▶ [TASKS TO PERFORM]:
(a) From the passage on cache locality, quote the words starting at "Temporal locality refers" and ending at "same memory block.".
(b) List each step that the passage on cache locality gives for implementing merge sorting recursively, or depth-first.

▶ [EXTRACTED TEXT]:

• • • • •

Abstracting away from all these minor details helps a lot in the first stages of designing algorithms. Instead of calculating theoretical cache hit rates, it often makes more sense to reason about cache performance in more qualitative terms.

In this context, we can talk about the degree of cache reuse primarily in two ways:

Temporal locality refers to the repeated access of the same data within a relatively small time period, such that the data likely remains cached between the requests.
Spatial locality refers to the use of elements relatively close to each other in terms of their memory locations, such that they are likely fetched in the same memory block.

In other words, temporal locality is when it is likely that this same memory location will soon be requested again, while spatial locality is when it is likely that a nearby location will be requested right after.

In this section, we will do some case studies to show how these high-level concepts can help in practical optimization.

#Depth-First vs. Breadth-First

Consider a divide-and-conquer algorithm such as merge sorting. There are two approaches to implementing it:

We can implement it recursively, or “depth-first,” the way it is normally implemented: sort the left half, sort the right half and then merge the results.

• • • • •

▶ [GIVEN INFORMATION]:

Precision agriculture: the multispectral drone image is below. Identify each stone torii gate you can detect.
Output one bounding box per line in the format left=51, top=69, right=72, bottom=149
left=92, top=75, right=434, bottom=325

• • • • •

▶ [ANSWERS TO THE TASKS]:
(a)
Temporal locality refers to the repeated access of the same data within a relatively small time period, such that the data likely remains cached between the requests.
Spatial locality refers to the use of elements relatively close to each other in terms of their memory locations, such that they are likely fetched in the same memory block.

(b)
- Sort the left half.
- Sort the right half.
- Merge the results.